[Start Given data]
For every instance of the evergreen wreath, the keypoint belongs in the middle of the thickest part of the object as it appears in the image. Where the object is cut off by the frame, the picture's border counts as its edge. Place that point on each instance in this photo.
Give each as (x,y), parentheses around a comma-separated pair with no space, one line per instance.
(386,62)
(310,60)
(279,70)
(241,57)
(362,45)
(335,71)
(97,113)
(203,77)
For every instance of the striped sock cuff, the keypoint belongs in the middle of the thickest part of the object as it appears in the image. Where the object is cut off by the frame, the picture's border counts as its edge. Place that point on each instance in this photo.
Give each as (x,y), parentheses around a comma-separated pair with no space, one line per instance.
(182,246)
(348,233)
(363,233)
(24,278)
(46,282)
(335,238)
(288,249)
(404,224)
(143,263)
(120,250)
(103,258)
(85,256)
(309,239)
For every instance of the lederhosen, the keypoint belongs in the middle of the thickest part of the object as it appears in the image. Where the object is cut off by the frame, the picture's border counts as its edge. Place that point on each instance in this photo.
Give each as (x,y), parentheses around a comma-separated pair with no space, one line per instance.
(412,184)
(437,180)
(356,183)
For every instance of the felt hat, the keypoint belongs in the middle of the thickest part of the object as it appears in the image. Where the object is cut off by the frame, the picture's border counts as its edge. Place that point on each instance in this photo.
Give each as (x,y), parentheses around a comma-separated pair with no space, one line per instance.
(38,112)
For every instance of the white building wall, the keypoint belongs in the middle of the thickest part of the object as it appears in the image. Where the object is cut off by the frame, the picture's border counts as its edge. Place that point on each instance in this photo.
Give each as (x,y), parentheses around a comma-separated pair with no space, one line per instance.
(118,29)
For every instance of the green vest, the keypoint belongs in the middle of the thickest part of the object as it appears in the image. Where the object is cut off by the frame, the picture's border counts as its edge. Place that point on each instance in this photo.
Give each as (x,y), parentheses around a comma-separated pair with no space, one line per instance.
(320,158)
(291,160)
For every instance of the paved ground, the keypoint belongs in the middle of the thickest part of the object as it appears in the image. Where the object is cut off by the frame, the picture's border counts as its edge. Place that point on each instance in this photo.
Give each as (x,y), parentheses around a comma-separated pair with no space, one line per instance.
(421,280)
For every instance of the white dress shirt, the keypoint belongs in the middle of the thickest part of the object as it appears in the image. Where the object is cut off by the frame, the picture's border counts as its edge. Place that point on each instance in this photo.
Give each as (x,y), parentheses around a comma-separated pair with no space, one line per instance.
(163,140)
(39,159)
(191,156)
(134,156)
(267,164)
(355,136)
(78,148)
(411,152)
[End Given data]
[Start Given data]
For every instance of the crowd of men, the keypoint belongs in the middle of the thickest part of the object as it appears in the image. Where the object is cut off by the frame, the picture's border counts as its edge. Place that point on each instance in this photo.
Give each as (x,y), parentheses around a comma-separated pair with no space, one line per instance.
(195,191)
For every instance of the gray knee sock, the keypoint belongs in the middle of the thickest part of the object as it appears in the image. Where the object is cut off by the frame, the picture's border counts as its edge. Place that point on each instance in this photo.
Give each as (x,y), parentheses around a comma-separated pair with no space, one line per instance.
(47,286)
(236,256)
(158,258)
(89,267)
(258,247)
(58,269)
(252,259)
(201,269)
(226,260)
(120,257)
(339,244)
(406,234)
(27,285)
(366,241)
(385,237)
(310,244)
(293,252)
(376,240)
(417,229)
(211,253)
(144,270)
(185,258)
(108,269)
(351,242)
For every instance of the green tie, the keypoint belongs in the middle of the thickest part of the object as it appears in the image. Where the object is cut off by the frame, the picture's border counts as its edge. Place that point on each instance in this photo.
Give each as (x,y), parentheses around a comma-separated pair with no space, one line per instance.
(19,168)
[End Given data]
§ **What to work on**: Count the lines of the records above that contain the string "sock", with case taken into account, and reply with that number alone.

§ **Answer for the task**: 2